Stated problem: Copy out, word for word, the lines of the items below, beginning with the line that contains "Please indicate the steep" and running through the final line of the items, with both ends included.
'''
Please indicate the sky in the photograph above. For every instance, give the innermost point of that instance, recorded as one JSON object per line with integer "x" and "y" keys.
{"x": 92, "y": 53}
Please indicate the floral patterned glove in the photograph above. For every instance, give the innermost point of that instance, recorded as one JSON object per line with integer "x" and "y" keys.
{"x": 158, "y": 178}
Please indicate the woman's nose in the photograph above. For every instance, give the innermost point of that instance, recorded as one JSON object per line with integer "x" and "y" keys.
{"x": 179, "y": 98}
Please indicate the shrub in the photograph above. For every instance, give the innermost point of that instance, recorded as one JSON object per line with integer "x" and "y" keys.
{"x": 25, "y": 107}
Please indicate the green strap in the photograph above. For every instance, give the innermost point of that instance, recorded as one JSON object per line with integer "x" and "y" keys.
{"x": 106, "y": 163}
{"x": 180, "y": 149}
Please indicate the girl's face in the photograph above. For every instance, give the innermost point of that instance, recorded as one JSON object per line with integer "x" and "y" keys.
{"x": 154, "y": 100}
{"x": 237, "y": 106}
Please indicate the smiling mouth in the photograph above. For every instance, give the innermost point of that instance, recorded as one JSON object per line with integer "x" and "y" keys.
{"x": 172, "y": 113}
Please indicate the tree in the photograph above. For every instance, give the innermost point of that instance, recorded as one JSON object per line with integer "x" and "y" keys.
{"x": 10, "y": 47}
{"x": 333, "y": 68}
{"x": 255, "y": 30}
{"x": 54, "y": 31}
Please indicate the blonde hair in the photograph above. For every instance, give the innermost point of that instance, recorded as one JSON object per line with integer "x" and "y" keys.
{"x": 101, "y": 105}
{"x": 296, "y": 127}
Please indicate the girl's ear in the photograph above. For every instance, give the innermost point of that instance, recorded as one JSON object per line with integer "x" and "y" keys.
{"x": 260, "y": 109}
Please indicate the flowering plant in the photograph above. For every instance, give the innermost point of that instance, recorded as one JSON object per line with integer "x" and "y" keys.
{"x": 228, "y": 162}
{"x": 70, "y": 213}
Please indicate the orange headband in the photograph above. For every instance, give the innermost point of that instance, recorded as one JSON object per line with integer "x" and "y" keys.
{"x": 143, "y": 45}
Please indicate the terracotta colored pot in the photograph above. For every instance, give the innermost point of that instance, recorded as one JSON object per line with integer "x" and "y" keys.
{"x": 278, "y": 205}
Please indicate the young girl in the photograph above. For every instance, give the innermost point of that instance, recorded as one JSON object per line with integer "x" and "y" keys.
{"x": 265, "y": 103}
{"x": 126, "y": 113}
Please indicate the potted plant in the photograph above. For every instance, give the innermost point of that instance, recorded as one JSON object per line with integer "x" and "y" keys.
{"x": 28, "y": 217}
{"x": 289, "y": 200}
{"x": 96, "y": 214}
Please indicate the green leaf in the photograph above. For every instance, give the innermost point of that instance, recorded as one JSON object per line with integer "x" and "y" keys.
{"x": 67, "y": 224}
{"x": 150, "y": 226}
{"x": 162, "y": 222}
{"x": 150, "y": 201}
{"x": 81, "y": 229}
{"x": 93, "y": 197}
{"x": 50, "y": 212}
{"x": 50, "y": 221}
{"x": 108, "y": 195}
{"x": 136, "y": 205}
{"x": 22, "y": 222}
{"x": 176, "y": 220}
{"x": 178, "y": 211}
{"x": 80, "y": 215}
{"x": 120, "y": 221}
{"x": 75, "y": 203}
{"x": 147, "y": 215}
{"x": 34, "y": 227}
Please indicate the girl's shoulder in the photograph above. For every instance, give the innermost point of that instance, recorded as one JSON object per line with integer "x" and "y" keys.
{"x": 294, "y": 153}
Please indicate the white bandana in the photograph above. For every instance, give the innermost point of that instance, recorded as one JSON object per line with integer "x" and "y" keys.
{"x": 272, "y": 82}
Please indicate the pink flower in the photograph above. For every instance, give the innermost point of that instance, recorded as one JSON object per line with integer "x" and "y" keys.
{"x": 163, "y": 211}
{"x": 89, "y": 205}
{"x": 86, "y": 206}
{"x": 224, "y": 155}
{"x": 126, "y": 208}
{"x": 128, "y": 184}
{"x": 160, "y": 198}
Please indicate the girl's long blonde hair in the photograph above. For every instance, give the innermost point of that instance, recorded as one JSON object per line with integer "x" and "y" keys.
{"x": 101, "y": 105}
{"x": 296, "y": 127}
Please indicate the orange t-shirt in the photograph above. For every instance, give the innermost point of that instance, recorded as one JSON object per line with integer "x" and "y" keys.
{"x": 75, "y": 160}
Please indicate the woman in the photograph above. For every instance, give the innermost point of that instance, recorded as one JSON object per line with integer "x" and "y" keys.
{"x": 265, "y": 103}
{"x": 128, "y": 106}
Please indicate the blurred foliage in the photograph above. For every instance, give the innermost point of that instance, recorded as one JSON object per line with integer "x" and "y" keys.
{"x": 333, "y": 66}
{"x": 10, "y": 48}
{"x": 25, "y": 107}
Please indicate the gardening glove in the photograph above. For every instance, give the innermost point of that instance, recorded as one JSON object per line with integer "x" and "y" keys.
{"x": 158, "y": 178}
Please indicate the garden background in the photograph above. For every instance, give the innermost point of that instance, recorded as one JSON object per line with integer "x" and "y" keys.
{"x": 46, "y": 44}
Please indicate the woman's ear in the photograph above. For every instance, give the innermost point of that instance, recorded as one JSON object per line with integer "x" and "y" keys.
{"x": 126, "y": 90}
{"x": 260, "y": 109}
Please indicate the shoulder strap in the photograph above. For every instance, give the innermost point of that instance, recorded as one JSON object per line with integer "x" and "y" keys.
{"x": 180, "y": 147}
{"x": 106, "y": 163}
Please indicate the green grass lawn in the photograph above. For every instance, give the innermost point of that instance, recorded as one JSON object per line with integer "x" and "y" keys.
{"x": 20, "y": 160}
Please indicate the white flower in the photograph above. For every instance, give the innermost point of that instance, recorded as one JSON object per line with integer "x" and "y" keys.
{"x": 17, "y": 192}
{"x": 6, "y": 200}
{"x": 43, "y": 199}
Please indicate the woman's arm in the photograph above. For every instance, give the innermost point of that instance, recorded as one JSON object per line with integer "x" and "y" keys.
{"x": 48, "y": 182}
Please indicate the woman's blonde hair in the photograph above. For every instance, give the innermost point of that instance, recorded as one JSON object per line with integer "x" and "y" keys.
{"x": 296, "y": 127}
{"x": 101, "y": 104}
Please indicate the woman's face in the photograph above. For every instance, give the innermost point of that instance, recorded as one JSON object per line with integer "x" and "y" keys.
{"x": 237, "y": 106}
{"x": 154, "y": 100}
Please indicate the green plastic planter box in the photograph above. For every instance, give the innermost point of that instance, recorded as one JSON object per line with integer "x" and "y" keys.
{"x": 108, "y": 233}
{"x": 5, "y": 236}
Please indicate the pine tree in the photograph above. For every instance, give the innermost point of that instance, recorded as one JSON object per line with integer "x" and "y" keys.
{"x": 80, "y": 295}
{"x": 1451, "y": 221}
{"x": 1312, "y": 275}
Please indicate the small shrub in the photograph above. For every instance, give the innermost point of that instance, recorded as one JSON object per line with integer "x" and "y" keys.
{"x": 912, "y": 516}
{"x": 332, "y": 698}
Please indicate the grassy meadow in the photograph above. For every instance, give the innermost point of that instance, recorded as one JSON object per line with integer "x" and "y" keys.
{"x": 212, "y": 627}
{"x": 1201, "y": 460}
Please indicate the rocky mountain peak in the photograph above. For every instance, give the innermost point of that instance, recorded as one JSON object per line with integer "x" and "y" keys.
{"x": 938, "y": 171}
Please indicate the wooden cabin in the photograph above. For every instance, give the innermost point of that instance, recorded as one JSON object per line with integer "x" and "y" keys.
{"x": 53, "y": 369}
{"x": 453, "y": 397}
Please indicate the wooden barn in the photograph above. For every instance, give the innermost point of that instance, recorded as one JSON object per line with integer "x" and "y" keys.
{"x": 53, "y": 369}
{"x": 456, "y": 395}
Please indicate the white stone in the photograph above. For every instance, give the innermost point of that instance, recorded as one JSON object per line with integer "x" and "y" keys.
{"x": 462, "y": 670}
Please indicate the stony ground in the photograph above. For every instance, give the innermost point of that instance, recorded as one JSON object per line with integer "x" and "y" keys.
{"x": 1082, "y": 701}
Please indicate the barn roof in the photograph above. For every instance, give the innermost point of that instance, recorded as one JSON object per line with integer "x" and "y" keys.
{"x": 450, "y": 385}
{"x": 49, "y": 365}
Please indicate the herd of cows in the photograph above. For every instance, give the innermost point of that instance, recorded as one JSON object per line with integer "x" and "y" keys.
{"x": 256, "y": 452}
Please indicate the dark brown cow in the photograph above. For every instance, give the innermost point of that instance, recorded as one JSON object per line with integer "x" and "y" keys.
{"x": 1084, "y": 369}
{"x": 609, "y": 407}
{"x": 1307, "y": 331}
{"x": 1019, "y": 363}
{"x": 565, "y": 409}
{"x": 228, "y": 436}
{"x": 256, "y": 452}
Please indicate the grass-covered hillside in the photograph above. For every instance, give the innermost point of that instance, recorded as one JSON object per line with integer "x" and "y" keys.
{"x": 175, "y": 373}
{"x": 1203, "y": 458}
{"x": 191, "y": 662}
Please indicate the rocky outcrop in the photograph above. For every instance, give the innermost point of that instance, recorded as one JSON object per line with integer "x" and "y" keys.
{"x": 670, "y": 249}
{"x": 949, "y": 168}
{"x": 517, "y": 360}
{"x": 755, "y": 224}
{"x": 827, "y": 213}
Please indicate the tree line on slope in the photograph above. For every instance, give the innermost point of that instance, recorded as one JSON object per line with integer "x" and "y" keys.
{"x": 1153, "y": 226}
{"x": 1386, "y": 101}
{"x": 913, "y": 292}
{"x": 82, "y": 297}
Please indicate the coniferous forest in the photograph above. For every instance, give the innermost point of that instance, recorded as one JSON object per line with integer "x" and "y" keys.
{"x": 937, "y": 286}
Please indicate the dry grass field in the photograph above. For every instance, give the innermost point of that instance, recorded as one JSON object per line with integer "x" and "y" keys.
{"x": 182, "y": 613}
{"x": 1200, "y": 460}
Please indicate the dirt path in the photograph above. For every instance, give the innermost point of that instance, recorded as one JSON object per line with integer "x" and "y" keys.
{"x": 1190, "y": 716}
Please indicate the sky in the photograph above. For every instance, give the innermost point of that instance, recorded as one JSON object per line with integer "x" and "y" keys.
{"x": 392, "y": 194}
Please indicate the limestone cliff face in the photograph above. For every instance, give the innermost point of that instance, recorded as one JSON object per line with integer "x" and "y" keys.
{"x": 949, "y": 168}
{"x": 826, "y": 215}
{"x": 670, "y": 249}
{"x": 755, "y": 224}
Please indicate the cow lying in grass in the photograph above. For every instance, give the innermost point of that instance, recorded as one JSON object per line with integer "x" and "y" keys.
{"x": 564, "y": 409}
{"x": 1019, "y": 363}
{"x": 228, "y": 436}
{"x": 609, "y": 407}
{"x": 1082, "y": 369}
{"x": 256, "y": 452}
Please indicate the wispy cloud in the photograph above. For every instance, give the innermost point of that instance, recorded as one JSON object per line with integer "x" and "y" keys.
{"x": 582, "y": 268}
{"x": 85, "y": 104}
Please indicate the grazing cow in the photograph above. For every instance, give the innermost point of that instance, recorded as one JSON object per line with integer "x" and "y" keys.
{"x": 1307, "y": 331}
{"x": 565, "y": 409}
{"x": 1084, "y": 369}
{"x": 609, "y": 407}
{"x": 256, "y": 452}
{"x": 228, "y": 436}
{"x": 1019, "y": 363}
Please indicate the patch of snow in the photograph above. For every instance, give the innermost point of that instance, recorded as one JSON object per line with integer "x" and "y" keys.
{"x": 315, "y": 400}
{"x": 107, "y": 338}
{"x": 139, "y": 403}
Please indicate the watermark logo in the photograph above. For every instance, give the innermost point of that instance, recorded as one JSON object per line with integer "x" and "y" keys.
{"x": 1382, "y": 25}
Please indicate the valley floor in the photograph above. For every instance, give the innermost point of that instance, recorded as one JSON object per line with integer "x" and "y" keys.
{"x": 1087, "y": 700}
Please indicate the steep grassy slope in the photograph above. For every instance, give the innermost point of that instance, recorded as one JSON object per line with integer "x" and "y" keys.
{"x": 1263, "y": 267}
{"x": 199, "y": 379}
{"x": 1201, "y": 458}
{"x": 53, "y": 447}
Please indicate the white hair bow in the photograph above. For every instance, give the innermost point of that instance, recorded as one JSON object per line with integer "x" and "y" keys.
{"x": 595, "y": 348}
'''
Exercise result:
Please indicate the steep grassy slope in the photograph above. For every instance, give the innermost point of that instance, recorded as one JSON object per line with integer "x" and "y" keys.
{"x": 1263, "y": 267}
{"x": 199, "y": 379}
{"x": 1201, "y": 458}
{"x": 53, "y": 447}
Please indicate the white hair bow in the photograph above. For every instance, give the innermost point of that instance, recorded as one JSON object per line with integer "x" and "y" keys.
{"x": 595, "y": 348}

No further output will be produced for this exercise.